TASK OBJECTIVE:
Gather every line of the entries that includes the word "gray".
--- PROVIDED RECORDS Enclosed Below ---
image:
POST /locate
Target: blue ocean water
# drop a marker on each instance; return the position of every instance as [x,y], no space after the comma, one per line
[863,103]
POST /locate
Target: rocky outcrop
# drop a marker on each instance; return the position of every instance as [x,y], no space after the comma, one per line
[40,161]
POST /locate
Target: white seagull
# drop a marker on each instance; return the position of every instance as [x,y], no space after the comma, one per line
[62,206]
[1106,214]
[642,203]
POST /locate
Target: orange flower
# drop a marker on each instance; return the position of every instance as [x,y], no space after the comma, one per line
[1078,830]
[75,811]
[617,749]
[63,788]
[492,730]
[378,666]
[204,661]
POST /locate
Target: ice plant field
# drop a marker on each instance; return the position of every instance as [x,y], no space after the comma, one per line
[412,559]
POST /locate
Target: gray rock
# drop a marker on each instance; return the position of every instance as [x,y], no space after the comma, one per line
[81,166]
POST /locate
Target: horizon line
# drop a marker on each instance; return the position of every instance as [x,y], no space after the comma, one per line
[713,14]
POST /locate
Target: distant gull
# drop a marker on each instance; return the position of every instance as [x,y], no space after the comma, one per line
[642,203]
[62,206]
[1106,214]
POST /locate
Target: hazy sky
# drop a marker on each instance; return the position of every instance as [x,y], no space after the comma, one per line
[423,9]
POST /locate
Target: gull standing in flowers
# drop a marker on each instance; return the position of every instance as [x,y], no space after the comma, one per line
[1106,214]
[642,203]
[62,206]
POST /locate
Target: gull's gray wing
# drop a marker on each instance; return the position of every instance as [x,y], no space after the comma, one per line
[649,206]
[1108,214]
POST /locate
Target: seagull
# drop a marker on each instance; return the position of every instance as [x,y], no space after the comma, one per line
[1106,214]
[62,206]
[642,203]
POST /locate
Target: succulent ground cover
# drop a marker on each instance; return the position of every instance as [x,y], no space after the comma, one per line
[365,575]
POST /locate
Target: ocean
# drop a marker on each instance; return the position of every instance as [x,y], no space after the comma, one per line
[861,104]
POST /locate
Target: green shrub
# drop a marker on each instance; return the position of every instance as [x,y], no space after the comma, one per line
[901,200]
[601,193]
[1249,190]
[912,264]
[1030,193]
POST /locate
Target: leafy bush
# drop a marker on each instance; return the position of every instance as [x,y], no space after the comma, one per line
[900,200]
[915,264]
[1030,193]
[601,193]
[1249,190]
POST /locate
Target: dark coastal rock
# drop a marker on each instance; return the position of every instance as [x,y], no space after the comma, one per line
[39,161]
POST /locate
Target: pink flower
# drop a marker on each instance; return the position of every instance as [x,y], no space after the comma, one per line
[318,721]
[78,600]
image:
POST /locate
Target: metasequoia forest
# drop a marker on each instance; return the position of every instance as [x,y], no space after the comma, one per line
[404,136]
--- End of Enclosed PROVIDED RECORDS ---
OUTPUT FOR THIS EXERCISE:
Target: gray rock
Target: gull's gray wing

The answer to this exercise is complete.